WERKOPDRACHT A
Geef uit de klaagzang over Moab alles woordelijk weer, vanaf "Aan de rozijnenkoeken" tot en met "over de zee.".
WERKOPDRACHT B
Beantwoord de volgende vragen over de klaagzang over Moab:
(i) Aan welke lekkernij van Kir-Hareseth zult u zuchtend terugdenken?
(ii) Wie hebben de edele druivenplanten platgeslagen?
(iii) Welke twee plaatsen worden doornat gemaakt met tranen?

7 Daarom zal Moab over Moab weeklagen,
allen zullen zij weeklagen.
Aan de rozijnenkoeken van Kir-Hareseth
zult u zuchtend terugdenken, volkomen verslagen.
8 Want de velden van Hesbon zijn verkommerd,
de wijnstok van Sibma.
De heersers van de heidenvolken
hebben zijn edele druivenplanten platgeslagen.
Zij reikten tot Jaëzer,
zij verdwaalden in de woestijn.
Zijn ranken verspreidden zich
en hingen tot over de zee.
9 Daarom zal ik bij het wenen over Jaëzer
de wijnstok van Sibma bewenen.
Ik maak u doornat met mijn tranen,
Hesbon en Eleale,
want over uw zomervruchten en over uw oogst
is de vreugderoep weg gevallen.

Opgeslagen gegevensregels
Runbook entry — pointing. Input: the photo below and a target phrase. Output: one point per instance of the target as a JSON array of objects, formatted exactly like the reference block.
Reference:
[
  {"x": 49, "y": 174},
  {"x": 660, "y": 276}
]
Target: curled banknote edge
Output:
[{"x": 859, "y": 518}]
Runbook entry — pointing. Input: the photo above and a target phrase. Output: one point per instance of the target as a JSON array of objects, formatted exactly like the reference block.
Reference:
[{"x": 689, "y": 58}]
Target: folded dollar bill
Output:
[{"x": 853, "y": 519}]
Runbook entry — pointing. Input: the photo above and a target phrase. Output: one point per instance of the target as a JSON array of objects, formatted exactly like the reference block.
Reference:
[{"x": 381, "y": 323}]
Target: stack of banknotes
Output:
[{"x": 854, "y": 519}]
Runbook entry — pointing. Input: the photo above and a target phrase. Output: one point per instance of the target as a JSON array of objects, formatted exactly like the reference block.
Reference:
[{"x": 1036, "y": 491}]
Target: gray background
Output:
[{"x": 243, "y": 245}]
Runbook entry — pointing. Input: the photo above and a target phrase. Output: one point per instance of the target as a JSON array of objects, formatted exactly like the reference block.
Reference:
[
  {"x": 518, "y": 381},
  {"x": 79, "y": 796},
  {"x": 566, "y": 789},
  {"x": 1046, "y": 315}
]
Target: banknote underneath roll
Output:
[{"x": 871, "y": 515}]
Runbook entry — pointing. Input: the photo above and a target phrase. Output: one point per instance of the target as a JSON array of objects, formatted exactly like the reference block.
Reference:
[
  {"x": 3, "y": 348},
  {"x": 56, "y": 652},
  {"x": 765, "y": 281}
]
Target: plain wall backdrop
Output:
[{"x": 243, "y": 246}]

SCHRIFTELIJK ANTWOORD A
Aan de rozijnenkoeken van Kir-Hareseth
zult u zuchtend terugdenken, volkomen verslagen.
8 Want de velden van Hesbon zijn verkommerd,
de wijnstok van Sibma.
De heersers van de heidenvolken
hebben zijn edele druivenplanten platgeslagen.
Zij reikten tot Jaëzer,
zij verdwaalden in de woestijn.
Zijn ranken verspreidden zich
en hingen tot over de zee.

SCHRIFTELIJK ANTWOORD B
(i) Aan de rozijnenkoeken.
(ii) De heersers van de heidenvolken.
(iii) Hesbon en Eleale.